DATA FOR ANALYSIS Block Start
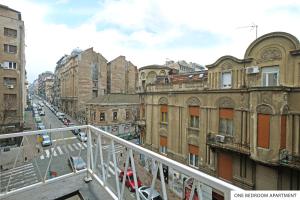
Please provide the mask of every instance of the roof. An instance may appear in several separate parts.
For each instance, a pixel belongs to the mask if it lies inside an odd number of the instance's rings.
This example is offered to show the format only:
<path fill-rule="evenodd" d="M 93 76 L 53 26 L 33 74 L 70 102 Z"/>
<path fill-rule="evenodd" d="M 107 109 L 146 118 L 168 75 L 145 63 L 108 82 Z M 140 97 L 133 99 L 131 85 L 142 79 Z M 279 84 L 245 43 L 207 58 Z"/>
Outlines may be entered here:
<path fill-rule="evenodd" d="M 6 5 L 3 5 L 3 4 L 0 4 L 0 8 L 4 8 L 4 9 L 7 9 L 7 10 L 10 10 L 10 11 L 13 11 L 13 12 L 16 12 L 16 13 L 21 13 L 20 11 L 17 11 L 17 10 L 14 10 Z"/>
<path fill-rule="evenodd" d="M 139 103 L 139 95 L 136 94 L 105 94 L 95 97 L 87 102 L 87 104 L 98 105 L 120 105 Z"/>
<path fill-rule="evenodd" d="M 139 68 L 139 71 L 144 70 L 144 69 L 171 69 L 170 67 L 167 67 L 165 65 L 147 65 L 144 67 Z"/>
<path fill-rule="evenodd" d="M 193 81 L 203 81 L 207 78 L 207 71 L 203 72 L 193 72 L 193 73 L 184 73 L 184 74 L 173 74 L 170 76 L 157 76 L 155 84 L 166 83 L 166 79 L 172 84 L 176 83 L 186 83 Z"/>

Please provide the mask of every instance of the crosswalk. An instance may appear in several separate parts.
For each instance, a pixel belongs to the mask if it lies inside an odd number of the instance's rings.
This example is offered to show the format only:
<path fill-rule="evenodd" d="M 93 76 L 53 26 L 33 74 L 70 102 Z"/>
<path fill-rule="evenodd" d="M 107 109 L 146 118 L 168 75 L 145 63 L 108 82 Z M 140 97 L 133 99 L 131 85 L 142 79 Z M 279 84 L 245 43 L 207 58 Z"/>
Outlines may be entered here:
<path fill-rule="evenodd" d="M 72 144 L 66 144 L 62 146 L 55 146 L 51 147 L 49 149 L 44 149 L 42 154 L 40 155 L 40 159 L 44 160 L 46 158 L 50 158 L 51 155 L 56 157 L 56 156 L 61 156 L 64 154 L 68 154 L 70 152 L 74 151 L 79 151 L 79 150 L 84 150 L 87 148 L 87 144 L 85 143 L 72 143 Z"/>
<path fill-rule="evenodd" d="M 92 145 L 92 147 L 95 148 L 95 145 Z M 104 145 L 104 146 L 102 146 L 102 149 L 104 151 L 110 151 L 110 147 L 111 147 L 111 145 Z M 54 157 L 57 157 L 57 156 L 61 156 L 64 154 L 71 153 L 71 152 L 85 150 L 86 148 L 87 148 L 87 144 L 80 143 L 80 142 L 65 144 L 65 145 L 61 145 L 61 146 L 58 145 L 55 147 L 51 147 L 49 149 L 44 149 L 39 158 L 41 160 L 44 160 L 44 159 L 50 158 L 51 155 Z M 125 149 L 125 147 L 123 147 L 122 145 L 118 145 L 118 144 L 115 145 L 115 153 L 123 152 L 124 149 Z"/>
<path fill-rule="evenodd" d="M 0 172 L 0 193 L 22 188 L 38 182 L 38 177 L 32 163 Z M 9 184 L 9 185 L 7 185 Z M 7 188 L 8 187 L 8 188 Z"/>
DATA FOR ANALYSIS Block End
Please keep every line of the data the same when you reproduce it, and keep every picture out.

Please provide the mask of every instance of the roof. An instance may appear in several separate parts.
For each instance, a pixel belongs to the mask if it lies inside an odd number of the instance's rings.
This example is offered to show the format only:
<path fill-rule="evenodd" d="M 93 76 L 53 26 L 33 74 L 70 102 Z"/>
<path fill-rule="evenodd" d="M 107 109 L 146 118 L 168 75 L 145 63 L 108 82 Z M 140 97 L 133 99 L 131 85 L 142 79 Z M 279 84 L 245 43 L 207 58 Z"/>
Outlines may be entered here:
<path fill-rule="evenodd" d="M 6 5 L 3 5 L 3 4 L 0 4 L 0 8 L 4 8 L 4 9 L 7 9 L 7 10 L 10 10 L 10 11 L 13 11 L 13 12 L 16 12 L 16 13 L 21 13 L 20 11 L 17 11 L 17 10 L 14 10 Z"/>
<path fill-rule="evenodd" d="M 139 103 L 139 95 L 136 94 L 105 94 L 95 97 L 87 102 L 87 104 L 98 105 L 120 105 Z"/>
<path fill-rule="evenodd" d="M 139 68 L 139 71 L 144 70 L 144 69 L 171 69 L 170 67 L 167 67 L 165 65 L 147 65 L 144 67 Z"/>
<path fill-rule="evenodd" d="M 193 81 L 203 81 L 207 78 L 207 71 L 203 72 L 193 72 L 193 73 L 184 73 L 184 74 L 173 74 L 170 76 L 157 76 L 155 84 L 166 83 L 166 79 L 172 84 L 176 83 L 186 83 Z"/>

Please provide the mask of every instance of the crosswalk. An instance may appear in several separate parts.
For each instance, a pixel belongs to the mask if it lies inside an odd number of the instance's rings.
This example is offered to show the format only:
<path fill-rule="evenodd" d="M 93 76 L 53 26 L 33 74 L 70 102 Z"/>
<path fill-rule="evenodd" d="M 107 109 L 146 118 L 168 75 L 145 63 L 108 82 Z M 140 97 L 133 99 L 131 85 L 142 79 Z M 279 84 L 245 43 L 207 58 Z"/>
Outlines may be entered here:
<path fill-rule="evenodd" d="M 72 144 L 66 144 L 62 146 L 55 146 L 51 147 L 49 149 L 44 149 L 42 154 L 40 155 L 40 159 L 44 160 L 46 158 L 50 158 L 51 155 L 56 157 L 56 156 L 61 156 L 64 154 L 68 154 L 70 152 L 74 151 L 79 151 L 79 150 L 84 150 L 87 148 L 87 144 L 85 143 L 72 143 Z"/>
<path fill-rule="evenodd" d="M 92 145 L 92 147 L 95 148 L 95 145 Z M 104 145 L 104 146 L 102 146 L 102 149 L 104 151 L 110 151 L 110 147 L 111 147 L 111 145 Z M 54 157 L 57 157 L 57 156 L 61 156 L 64 154 L 71 153 L 71 152 L 85 150 L 86 148 L 87 148 L 87 144 L 80 143 L 80 142 L 65 144 L 65 145 L 61 145 L 61 146 L 58 145 L 55 147 L 51 147 L 49 149 L 44 149 L 39 158 L 41 160 L 44 160 L 44 159 L 50 158 L 51 155 Z M 125 149 L 125 147 L 123 147 L 122 145 L 118 145 L 118 144 L 115 145 L 115 153 L 123 152 L 124 149 Z"/>
<path fill-rule="evenodd" d="M 0 172 L 0 193 L 22 188 L 38 182 L 38 177 L 32 163 Z M 9 184 L 9 185 L 7 185 Z M 7 188 L 8 187 L 8 188 Z"/>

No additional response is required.